### YOUR ASSIGNMENT
Repeat every entry below exactly as given.

---------- EXTRACTED RECORDS

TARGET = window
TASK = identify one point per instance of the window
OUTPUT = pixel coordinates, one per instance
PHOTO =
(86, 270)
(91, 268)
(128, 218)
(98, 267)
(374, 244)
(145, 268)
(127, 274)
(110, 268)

--------------------

### TASK OUTPUT
TARGET = window
TASK = identify one point per instance of the window
OUTPUT = pixel coordinates, one per instance
PHOTO =
(86, 270)
(91, 268)
(128, 218)
(98, 267)
(374, 244)
(145, 268)
(127, 274)
(110, 268)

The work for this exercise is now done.